[Natural-language object grounding data]
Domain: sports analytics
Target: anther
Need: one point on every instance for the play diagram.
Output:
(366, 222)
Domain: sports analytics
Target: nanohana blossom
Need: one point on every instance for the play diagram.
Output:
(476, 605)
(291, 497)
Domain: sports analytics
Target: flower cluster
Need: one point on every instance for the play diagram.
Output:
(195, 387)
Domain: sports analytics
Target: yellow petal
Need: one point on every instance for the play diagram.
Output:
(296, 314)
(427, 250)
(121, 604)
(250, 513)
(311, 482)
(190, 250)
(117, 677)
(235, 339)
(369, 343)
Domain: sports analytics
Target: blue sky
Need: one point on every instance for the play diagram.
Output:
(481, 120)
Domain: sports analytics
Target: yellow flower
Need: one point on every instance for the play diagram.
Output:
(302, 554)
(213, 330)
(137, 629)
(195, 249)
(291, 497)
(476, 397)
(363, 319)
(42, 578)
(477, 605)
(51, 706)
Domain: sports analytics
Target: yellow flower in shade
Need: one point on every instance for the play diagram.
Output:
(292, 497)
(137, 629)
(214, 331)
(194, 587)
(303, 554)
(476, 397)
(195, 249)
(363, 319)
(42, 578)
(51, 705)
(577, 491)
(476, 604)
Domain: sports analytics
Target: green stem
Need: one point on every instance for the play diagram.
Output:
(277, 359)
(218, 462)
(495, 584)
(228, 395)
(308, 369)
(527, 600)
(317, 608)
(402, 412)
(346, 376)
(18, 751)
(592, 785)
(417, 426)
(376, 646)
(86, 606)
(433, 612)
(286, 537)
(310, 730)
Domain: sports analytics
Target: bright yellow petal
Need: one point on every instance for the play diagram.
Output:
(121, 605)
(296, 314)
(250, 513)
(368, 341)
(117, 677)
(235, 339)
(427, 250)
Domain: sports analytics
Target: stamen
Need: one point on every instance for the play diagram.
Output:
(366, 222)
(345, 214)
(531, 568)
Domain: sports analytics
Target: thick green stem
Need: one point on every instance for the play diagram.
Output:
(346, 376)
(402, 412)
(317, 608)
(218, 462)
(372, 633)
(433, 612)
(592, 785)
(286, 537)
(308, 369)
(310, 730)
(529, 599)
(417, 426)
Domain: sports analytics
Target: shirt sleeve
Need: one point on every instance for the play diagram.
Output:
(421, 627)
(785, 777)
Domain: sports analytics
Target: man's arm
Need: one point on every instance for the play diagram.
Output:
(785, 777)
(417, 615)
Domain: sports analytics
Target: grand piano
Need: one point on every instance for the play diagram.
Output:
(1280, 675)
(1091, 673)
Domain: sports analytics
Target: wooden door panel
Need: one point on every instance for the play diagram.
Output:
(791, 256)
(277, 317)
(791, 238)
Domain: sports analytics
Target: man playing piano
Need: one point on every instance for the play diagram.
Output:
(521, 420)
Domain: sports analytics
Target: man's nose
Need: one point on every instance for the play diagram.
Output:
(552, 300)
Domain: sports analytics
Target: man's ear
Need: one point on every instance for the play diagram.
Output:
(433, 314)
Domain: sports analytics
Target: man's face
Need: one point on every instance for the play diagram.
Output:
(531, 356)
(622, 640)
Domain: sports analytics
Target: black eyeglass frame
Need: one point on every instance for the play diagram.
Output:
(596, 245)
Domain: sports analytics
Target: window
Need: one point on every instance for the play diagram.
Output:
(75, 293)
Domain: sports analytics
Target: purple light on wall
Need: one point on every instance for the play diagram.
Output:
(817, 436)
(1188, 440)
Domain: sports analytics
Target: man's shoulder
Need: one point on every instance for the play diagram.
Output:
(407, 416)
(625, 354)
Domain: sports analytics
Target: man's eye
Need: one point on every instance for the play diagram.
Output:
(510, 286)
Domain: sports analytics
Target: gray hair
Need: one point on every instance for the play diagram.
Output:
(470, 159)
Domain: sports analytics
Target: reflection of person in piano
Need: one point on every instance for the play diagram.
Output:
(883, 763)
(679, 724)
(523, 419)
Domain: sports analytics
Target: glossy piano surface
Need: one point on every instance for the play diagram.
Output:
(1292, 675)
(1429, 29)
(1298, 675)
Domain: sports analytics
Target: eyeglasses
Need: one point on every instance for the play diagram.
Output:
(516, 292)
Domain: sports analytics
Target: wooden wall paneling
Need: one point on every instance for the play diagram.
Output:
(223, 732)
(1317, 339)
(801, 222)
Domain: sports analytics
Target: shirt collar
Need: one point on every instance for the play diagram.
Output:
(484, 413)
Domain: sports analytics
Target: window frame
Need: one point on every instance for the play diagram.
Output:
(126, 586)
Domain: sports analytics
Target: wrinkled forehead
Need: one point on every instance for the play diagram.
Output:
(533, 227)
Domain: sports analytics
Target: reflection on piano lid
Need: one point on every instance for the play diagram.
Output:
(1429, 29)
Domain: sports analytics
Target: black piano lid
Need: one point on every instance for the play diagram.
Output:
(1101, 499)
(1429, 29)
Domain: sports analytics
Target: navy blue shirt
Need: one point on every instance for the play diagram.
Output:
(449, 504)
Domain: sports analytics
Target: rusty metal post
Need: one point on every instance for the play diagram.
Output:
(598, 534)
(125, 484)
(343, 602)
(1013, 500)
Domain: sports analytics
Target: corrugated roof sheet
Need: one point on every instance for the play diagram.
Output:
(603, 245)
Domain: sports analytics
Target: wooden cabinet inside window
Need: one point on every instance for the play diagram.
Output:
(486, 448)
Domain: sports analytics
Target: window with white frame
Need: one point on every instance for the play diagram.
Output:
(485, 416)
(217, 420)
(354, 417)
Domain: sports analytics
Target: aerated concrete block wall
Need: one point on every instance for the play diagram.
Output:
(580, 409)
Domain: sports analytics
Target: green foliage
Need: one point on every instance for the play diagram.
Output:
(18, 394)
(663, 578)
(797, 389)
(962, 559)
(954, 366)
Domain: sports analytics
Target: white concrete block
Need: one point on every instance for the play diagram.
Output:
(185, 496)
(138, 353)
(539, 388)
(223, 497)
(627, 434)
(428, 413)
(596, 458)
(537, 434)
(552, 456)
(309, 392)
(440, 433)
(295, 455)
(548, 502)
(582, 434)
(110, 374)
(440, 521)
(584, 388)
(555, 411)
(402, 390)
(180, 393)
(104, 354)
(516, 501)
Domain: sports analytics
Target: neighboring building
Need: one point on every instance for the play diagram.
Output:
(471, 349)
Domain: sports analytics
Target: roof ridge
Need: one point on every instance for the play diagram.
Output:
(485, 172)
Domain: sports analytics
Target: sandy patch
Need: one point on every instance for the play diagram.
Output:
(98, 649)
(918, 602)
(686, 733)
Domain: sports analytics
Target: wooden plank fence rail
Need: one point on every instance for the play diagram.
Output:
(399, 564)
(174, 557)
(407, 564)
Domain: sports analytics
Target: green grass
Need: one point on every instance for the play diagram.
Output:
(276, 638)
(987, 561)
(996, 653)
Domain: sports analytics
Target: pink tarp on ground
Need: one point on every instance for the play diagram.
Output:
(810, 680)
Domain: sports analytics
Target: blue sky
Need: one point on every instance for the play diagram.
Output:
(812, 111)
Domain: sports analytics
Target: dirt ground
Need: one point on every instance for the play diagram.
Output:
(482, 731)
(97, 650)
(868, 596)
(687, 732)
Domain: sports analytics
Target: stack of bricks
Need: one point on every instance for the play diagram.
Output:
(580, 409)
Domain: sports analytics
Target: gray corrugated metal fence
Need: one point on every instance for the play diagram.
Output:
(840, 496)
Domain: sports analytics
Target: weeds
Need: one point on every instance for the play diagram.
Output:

**Problem to work on**
Once you have read the entries above, state how many of their lines include "concrete", giving the number alone.

**Exercise output**
2